_Excerpted records_
—————
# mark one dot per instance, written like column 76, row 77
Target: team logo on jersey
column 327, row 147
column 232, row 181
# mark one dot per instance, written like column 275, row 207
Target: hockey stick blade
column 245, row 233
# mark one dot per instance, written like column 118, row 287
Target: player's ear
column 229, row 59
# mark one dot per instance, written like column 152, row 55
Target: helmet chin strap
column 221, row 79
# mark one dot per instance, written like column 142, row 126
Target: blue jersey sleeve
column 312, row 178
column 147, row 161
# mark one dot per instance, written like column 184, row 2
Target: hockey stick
—————
_Task directions_
Change every "Target" in the records above to "Label", leaving all other text as it stands.

_Exercise result_
# mark one dot per instance, written like column 76, row 77
Label: team logo on jersey
column 327, row 147
column 232, row 181
# mark one dot per instance, written like column 275, row 207
Label: hockey stick blade
column 245, row 233
# mark one dot per instance, written like column 118, row 287
Label: player's ear
column 229, row 59
# mark one dot per instance, written like column 152, row 55
Label: helmet chin strap
column 221, row 79
# mark one dot per instance, written like column 142, row 126
Label: blue jersey sleeve
column 312, row 178
column 147, row 161
# mark one dot per instance, written like column 184, row 2
Label: hockey stick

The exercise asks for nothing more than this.